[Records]
——

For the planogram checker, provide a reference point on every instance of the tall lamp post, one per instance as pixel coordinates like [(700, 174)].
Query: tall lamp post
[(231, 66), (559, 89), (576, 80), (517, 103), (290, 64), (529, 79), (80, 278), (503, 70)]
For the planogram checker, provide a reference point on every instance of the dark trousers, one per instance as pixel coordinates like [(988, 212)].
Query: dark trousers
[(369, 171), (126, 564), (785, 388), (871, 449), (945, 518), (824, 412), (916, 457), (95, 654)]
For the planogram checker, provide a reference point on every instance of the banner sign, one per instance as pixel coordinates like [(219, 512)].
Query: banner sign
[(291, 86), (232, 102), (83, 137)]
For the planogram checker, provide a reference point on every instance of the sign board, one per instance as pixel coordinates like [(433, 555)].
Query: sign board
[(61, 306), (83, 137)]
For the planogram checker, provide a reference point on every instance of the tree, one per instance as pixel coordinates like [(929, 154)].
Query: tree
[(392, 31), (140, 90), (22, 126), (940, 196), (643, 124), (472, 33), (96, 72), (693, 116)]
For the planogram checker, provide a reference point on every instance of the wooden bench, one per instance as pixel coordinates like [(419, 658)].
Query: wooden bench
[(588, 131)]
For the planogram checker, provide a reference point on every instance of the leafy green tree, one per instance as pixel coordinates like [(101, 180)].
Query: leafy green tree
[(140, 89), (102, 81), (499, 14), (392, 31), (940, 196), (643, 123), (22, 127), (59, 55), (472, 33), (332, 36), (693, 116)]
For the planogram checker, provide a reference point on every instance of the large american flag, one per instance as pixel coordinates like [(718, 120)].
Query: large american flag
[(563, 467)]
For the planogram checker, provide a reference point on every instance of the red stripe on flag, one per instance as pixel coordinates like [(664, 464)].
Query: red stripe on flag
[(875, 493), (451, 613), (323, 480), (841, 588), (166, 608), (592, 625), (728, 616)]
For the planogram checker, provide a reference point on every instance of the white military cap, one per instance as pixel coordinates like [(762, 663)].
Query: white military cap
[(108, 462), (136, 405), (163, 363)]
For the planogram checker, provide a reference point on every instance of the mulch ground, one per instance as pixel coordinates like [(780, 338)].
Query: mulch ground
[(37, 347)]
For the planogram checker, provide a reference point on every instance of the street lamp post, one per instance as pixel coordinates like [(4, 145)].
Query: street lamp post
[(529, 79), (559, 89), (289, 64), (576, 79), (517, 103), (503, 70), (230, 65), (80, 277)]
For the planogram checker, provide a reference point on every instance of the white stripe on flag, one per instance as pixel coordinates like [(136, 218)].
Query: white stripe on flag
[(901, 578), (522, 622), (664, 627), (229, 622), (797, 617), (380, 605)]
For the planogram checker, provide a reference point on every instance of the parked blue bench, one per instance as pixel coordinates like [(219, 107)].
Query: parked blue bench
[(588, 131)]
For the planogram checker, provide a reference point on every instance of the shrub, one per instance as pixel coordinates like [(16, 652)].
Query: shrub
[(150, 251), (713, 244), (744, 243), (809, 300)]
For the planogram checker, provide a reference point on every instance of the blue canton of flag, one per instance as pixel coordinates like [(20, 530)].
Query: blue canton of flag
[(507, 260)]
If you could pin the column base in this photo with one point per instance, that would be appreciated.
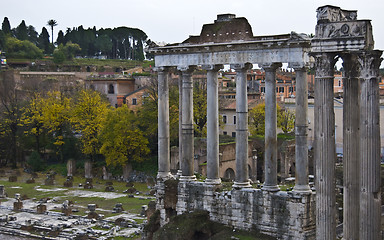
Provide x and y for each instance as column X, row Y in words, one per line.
column 214, row 181
column 188, row 178
column 271, row 188
column 242, row 184
column 179, row 173
column 302, row 189
column 163, row 176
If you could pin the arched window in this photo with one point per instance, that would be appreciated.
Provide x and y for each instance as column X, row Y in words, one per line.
column 111, row 89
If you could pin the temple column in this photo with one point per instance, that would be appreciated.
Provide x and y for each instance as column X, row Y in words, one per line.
column 351, row 163
column 163, row 124
column 241, row 176
column 301, row 128
column 370, row 168
column 270, row 159
column 324, row 147
column 212, row 124
column 187, row 125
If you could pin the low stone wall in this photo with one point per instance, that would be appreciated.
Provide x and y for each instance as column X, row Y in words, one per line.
column 284, row 215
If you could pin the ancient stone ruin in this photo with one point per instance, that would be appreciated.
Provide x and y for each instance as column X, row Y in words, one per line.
column 301, row 213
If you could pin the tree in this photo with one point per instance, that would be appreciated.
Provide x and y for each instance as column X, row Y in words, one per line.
column 43, row 41
column 33, row 119
column 88, row 111
column 10, row 115
column 65, row 52
column 21, row 32
column 286, row 120
column 123, row 142
column 56, row 119
column 52, row 23
column 22, row 49
column 6, row 27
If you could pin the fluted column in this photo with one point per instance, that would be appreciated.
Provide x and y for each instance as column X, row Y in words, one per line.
column 301, row 128
column 212, row 124
column 241, row 176
column 351, row 163
column 163, row 124
column 187, row 125
column 270, row 159
column 325, row 152
column 370, row 175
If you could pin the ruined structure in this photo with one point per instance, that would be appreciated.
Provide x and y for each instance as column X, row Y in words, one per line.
column 287, row 215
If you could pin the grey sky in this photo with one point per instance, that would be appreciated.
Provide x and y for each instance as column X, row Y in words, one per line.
column 173, row 21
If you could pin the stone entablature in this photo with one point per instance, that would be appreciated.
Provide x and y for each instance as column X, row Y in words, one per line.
column 284, row 215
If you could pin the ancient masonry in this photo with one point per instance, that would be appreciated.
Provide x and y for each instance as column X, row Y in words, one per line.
column 286, row 215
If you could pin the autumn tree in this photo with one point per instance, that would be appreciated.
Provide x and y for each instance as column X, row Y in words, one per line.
column 122, row 141
column 33, row 119
column 55, row 119
column 88, row 112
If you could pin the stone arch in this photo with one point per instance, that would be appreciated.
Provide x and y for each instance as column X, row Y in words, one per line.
column 229, row 174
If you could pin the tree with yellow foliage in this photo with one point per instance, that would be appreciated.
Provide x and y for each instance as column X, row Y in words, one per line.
column 88, row 112
column 122, row 140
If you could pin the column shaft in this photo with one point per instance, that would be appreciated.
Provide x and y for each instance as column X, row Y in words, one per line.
column 325, row 151
column 212, row 125
column 351, row 163
column 163, row 124
column 370, row 175
column 187, row 126
column 301, row 127
column 241, row 176
column 270, row 169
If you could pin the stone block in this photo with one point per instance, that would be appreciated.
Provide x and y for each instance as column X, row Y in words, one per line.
column 17, row 206
column 41, row 208
column 12, row 178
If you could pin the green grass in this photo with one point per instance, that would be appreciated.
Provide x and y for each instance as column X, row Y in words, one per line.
column 131, row 205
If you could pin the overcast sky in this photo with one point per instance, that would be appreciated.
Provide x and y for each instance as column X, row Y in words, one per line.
column 172, row 21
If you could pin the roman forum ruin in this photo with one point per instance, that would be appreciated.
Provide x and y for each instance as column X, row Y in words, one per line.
column 301, row 213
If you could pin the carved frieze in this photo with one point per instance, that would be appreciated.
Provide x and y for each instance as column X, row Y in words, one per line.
column 369, row 64
column 343, row 29
column 335, row 14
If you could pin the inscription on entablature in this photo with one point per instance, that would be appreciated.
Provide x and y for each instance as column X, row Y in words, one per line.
column 342, row 29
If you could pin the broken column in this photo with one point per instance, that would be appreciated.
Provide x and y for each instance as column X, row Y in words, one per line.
column 351, row 163
column 301, row 127
column 187, row 125
column 241, row 176
column 325, row 151
column 270, row 159
column 212, row 124
column 163, row 124
column 370, row 168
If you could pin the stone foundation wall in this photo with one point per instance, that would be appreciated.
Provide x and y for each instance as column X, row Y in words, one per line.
column 284, row 215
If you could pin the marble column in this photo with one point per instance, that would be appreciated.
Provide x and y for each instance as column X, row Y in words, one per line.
column 370, row 168
column 212, row 124
column 324, row 147
column 351, row 163
column 187, row 159
column 241, row 176
column 163, row 124
column 270, row 159
column 301, row 128
column 179, row 172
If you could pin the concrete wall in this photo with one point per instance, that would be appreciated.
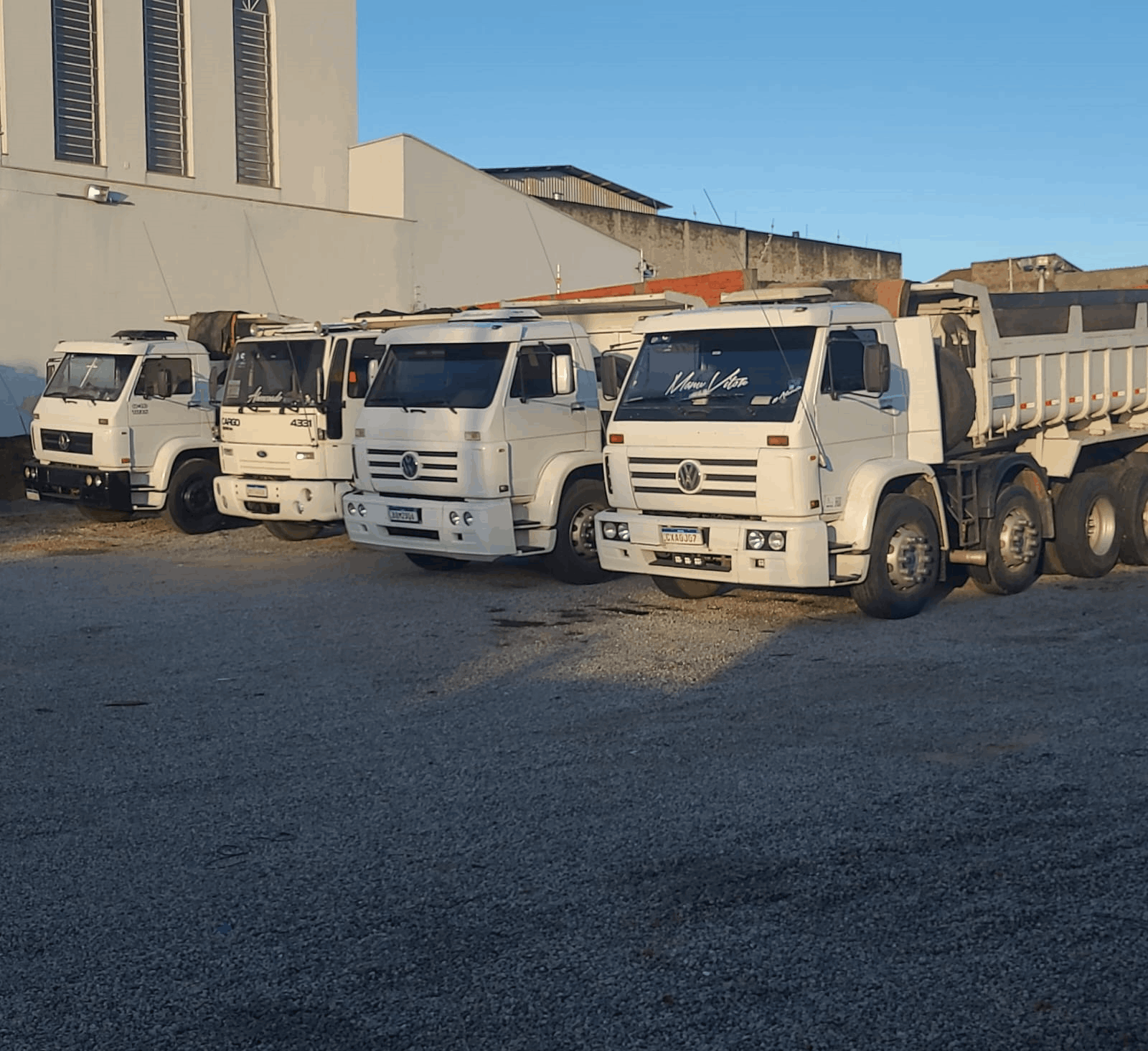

——

◆ TASK BRIEF ◆
Edit the listing above so that every occurrence of "planogram checker" becomes "shelf auditor", keeping everything else unchanged. Leave the pictures out of your answer.

◆ EXERCISE ANSWER ◆
For the shelf auditor, provide a reference point on every instance of the tall lamp post, one per instance as pixel coordinates like [(700, 174)].
Query: tall lamp post
[(231, 66), (559, 89), (576, 80), (517, 103), (290, 64), (529, 79), (80, 278), (503, 70)]
For the shelf auditor, provide a reference point on every instance of the dark trousers, one per instance as pixel coordinates like [(988, 212)].
Query: dark trousers
[(369, 171), (126, 564), (785, 388), (871, 449), (945, 518), (824, 412), (916, 457), (95, 654)]
For the shelf auditor, provide a reference point on every instance of the banner sign, one per instance as pixel coordinates like [(219, 512)].
Query: banner sign
[(291, 86), (232, 102), (83, 137)]
For the shelf auditor, provide a reference point on every instance of the sign board, one per instance as pixel coordinates like [(433, 555)].
Query: sign board
[(61, 306), (83, 137)]
For the shelf auditor, provide a reference point on every instance of the tree, one per instance as pixel coordinates like [(929, 154)].
Query: tree
[(392, 31), (140, 90), (22, 126), (940, 196), (643, 124), (472, 33), (96, 72), (693, 116)]
For the shelf auditor, provide a reference point on every instance of the wooden bench, one per instance as pixel coordinates like [(419, 658)].
Query: wooden bench
[(588, 131)]
For the shelf auditor, provide a reference point on every instance of the leafy green tree, one per instance as pixel coordinates like [(101, 180)].
Query: leafy green tree
[(140, 89), (102, 81), (499, 14), (392, 31), (940, 196), (643, 123), (22, 127), (59, 55), (472, 33), (332, 36), (693, 116)]
For the shelf auditor, provide a reference point on every instance of the large american flag, one per instance as pixel coordinates like [(718, 120)].
Query: large american flag
[(563, 467)]
For the shelf auditor, provide a reference point on every instance of the red stripe on flag, one per instance as pixel coordinates like [(664, 464)].
Query: red stripe on flag
[(875, 493), (451, 613), (323, 480), (841, 588), (166, 608), (592, 625), (728, 616)]
For the shelf auditor, provide a reference point on every instance of the white military cap, one per instance as pixel coordinates like [(762, 663)].
Query: white military cap
[(108, 462), (136, 405), (163, 363)]
For the shelf auditor, provide a reference point on every instance of the mulch ground, one per instance as pixel coordinates like [(780, 338)].
Query: mulch ground
[(37, 347)]
For the shelf auditor, provide a reference point on every instance of the street lamp post, one per instance as pixel coordinates like [(4, 145)].
Query: street lamp post
[(529, 79), (559, 89), (289, 64), (576, 79), (517, 103), (503, 70), (230, 65), (80, 277)]
For the shelf auditor, provide a reference point on every instance of the white stripe on flag, one per instance as pixel coordinates like [(136, 218)].
Query: white stripe on flag
[(901, 578), (522, 622), (664, 627), (229, 622), (797, 617), (380, 605)]
For the shelf auditor, provide a reference point on every instance of the parked blue bench, one per instance as pixel coordinates like [(219, 107)].
Query: parked blue bench
[(588, 131)]
For the shelf auditor, provide a reference point on every instance of the shrub, one per instance as pixel coordinates like [(16, 652)].
Query: shrub
[(150, 251), (713, 244), (744, 243), (809, 300)]
For the shelf auditor, provide a reference point on every instance of the blue canton of flag, one per instance as pixel coordinates like [(20, 530)].
Query: blue canton of flag
[(507, 260)]
If you could pin the column base in this photo with one point per instance, that would be appreciated.
Provide x and y for each instance as column X, row Y in words, one per line.
column 214, row 181
column 188, row 178
column 271, row 188
column 242, row 184
column 179, row 173
column 302, row 189
column 163, row 176
If you could pin the arched window in this photo with one point per instance, that would be appreciated.
Provide x and y for each instance as column X, row Y in words, one per line.
column 111, row 89
If you could pin the temple column in this photo with one point per instance, that would be appreciated.
Provide x and y for each instance as column X, row Y in words, one per line.
column 351, row 163
column 163, row 124
column 241, row 176
column 301, row 128
column 370, row 168
column 270, row 159
column 324, row 147
column 212, row 124
column 187, row 125
If you could pin the low stone wall in this photo with one point per instance, that would be appreciated.
Provide x and y for each instance as column X, row Y in words, one per line.
column 284, row 215
If you could pin the ancient stone ruin in this photo with one point per instance, that would be appreciated.
Provide x and y for each instance as column X, row Y in words, one per line.
column 301, row 213
If you could pin the tree in this photo with one point per instance, that would be appreciated.
Provide x and y for each instance as column X, row Y in words, one per line.
column 43, row 41
column 33, row 119
column 88, row 111
column 10, row 115
column 65, row 52
column 21, row 32
column 286, row 120
column 123, row 142
column 56, row 119
column 52, row 23
column 22, row 49
column 6, row 27
If you could pin the fluted column in this photo with one point per instance, that would be appreciated.
Provide x and y for each instance as column X, row Y in words, one per line.
column 301, row 128
column 212, row 124
column 241, row 176
column 351, row 163
column 163, row 124
column 187, row 125
column 270, row 159
column 325, row 152
column 370, row 175
If you could pin the ruined structure in this photo with one point per instance, that would be appreciated.
Provide x and y for each instance as column X, row Y in words, one per line.
column 287, row 215
If you could pin the grey sky in this photo with one point per instance, that would be appreciated.
Provide x and y for each instance as column X, row Y in words, one per line.
column 173, row 21
If you could pin the stone entablature in this photo with one point per instance, that would be appreciated.
Provide x and y for each instance as column X, row Y in words, one per line.
column 284, row 215
If you could pin the ancient masonry in this photo with one point per instance, that would be appreciated.
Provide x and y for each instance as column X, row Y in words, one per line.
column 286, row 215
If you could pin the autumn tree in this photo with one point per instance, that would be appreciated.
Provide x and y for each instance as column X, row Y in words, one per line.
column 122, row 141
column 33, row 119
column 55, row 119
column 88, row 112
If you could pin the stone arch in this photo with one point per instance, that would be appreciated.
Provide x and y for each instance as column X, row Y in words, one per line.
column 229, row 174
If you could pin the tree with yellow foliage in this photo with one point per instance, that would be appreciated.
Provide x and y for each instance as column X, row Y in words, one per line.
column 88, row 112
column 122, row 140
If you could pin the column shaft in this photo with one point per instance, that would be appreciated.
Provide x and y for each instance as column X, row Y in words, one per line.
column 325, row 151
column 212, row 125
column 351, row 163
column 163, row 124
column 370, row 175
column 187, row 126
column 301, row 127
column 241, row 176
column 270, row 169
If you could pin the stone block in this photo with one point per instance, that would be appreciated.
Provide x and y for each instance as column X, row Y in words, one per line.
column 17, row 206
column 41, row 208
column 12, row 178
If you could pin the green grass in this photo with one point per instance, that would be appreciated.
Provide x and y for each instance as column X, row Y in words, one per line.
column 131, row 205
If you could pin the overcast sky in this photo with one point per instance, that would be appreciated.
Provide x and y for each instance as column X, row Y in words, one per line.
column 172, row 21
If you could pin the roman forum ruin in this photo with one point per instance, that would be appreciated.
Provide x and y for each instance as column X, row Y in words, one per line.
column 301, row 213
If you could pin the carved frieze in this photo with one point per instance, that would be appreciated.
Provide x and y for each instance as column X, row Y in words, one per line.
column 369, row 64
column 343, row 29
column 335, row 14
If you could pin the inscription on entablature in this photo with one point per instance, that would be appreciated.
Provide x and y for each instance as column X, row Y in words, one per line.
column 342, row 29
If you could pin the broken column in this photo with one point per instance, that would be appreciated.
Provide x and y for each instance as column X, row Y in words, one per line.
column 351, row 163
column 301, row 127
column 187, row 125
column 241, row 176
column 325, row 151
column 270, row 159
column 212, row 124
column 163, row 124
column 370, row 168
If you could pin the stone foundation wall in this photo with one point per instance, that would be appreciated.
Provide x and y for each instance as column X, row Y in words, one per line.
column 284, row 215
If you could pin the marble column in this photo with one point per instance, that would be appreciated.
Provide x and y for each instance as column X, row Y in words, one per line.
column 370, row 168
column 212, row 124
column 324, row 147
column 351, row 163
column 187, row 159
column 241, row 176
column 163, row 124
column 270, row 159
column 301, row 128
column 179, row 172
If you could pin the concrete wall in this photo with one point per instance, that would be appreciated.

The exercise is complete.